(Listed records):
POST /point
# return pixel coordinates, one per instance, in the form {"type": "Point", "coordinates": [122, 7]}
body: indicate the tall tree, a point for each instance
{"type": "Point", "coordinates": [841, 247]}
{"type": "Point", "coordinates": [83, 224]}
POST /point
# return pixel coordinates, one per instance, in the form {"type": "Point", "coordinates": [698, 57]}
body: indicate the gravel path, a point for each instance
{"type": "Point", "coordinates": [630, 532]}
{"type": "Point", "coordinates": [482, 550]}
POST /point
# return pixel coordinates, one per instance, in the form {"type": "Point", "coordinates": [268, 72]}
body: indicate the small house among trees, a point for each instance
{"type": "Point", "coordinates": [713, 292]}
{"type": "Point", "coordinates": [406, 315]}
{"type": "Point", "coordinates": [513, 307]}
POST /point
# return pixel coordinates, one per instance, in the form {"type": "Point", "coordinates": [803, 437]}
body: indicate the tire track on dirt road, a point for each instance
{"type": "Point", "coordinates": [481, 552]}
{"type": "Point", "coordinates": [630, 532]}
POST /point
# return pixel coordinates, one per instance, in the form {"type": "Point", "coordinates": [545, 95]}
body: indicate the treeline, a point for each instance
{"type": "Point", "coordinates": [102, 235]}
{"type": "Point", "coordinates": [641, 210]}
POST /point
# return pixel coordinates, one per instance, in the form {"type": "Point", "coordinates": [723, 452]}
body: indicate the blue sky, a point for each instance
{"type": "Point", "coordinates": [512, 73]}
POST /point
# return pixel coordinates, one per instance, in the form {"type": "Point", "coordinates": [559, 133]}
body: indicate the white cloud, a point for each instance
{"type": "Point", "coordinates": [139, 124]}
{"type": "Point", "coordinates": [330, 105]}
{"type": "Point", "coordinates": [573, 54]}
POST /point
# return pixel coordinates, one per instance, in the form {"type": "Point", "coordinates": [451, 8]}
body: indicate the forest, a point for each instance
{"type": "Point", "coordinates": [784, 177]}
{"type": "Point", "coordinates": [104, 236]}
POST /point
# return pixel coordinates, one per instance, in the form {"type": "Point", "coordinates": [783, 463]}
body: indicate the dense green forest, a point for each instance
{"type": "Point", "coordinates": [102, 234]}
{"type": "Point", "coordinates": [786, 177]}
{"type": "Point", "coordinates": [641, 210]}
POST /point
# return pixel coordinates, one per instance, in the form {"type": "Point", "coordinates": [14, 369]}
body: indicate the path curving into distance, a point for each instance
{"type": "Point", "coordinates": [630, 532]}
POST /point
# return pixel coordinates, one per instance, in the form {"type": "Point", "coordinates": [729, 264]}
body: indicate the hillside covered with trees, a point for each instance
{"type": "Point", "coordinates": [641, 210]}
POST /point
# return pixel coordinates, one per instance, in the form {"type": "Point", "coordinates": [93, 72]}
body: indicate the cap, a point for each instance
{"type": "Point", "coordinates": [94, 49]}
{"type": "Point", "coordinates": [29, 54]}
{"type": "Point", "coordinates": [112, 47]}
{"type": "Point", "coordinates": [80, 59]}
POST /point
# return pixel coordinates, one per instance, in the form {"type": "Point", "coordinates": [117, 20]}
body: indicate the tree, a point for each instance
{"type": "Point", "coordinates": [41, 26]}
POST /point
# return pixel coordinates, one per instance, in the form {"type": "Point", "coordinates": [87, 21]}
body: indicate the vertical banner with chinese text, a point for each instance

(Goal of the exercise):
Restate the listing in full, word for word.

(Solution for this task):
POST /point
# return pixel coordinates, one per instance, in the form {"type": "Point", "coordinates": [122, 7]}
body: indicate the tall tree, a point for each instance
{"type": "Point", "coordinates": [841, 247]}
{"type": "Point", "coordinates": [83, 224]}
POST /point
# return pixel coordinates, one per instance, in the form {"type": "Point", "coordinates": [698, 57]}
body: indicate the gravel path, a point for each instance
{"type": "Point", "coordinates": [630, 532]}
{"type": "Point", "coordinates": [482, 550]}
POST /point
# return pixel coordinates, one per instance, in the form {"type": "Point", "coordinates": [268, 72]}
body: indicate the small house among trees, a point for each instance
{"type": "Point", "coordinates": [713, 292]}
{"type": "Point", "coordinates": [406, 315]}
{"type": "Point", "coordinates": [513, 307]}
POST /point
# return pixel coordinates, one per instance, in the form {"type": "Point", "coordinates": [803, 437]}
body: indicate the tire track on dirt road, a point for each instance
{"type": "Point", "coordinates": [481, 552]}
{"type": "Point", "coordinates": [630, 532]}
POST /point
# return pixel coordinates, one per instance, in the form {"type": "Point", "coordinates": [545, 95]}
body: indicate the treeline, a point for each instance
{"type": "Point", "coordinates": [102, 235]}
{"type": "Point", "coordinates": [641, 210]}
POST /point
# return pixel coordinates, one per instance, in the form {"type": "Point", "coordinates": [723, 452]}
body: indicate the blue sky, a point for each instance
{"type": "Point", "coordinates": [512, 73]}
POST /point
# return pixel coordinates, one per instance, in the form {"type": "Point", "coordinates": [559, 133]}
body: indicate the white cloud, a point for each instance
{"type": "Point", "coordinates": [139, 124]}
{"type": "Point", "coordinates": [330, 105]}
{"type": "Point", "coordinates": [573, 54]}
POST /point
# return pixel coordinates, one per instance, in the form {"type": "Point", "coordinates": [451, 8]}
body: indicate the forest, a point for each instance
{"type": "Point", "coordinates": [784, 177]}
{"type": "Point", "coordinates": [104, 236]}
POST /point
# return pixel coordinates, one per instance, in the form {"type": "Point", "coordinates": [783, 463]}
body: indicate the dense green forest, a point for each instance
{"type": "Point", "coordinates": [102, 234]}
{"type": "Point", "coordinates": [786, 177]}
{"type": "Point", "coordinates": [641, 210]}
POST /point
# return pixel coordinates, one per instance, in the form {"type": "Point", "coordinates": [14, 369]}
body: indicate the path curving into distance, a point for each instance
{"type": "Point", "coordinates": [630, 532]}
POST /point
# return pixel coordinates, one per instance, in the form {"type": "Point", "coordinates": [729, 264]}
body: indicate the hillside covered with trees, a point for each instance
{"type": "Point", "coordinates": [641, 210]}
POST /point
# return pixel coordinates, one per instance, in the form {"type": "Point", "coordinates": [93, 72]}
body: indicate the cap, a point for each instance
{"type": "Point", "coordinates": [94, 49]}
{"type": "Point", "coordinates": [29, 54]}
{"type": "Point", "coordinates": [112, 47]}
{"type": "Point", "coordinates": [80, 59]}
POST /point
# return pixel coordinates, one per instance, in the form {"type": "Point", "coordinates": [117, 20]}
body: indicate the tree, a point for each instance
{"type": "Point", "coordinates": [41, 26]}
POST /point
# return pixel coordinates, one per instance, in the form {"type": "Point", "coordinates": [87, 21]}
body: indicate the vertical banner with chinese text, a point for each instance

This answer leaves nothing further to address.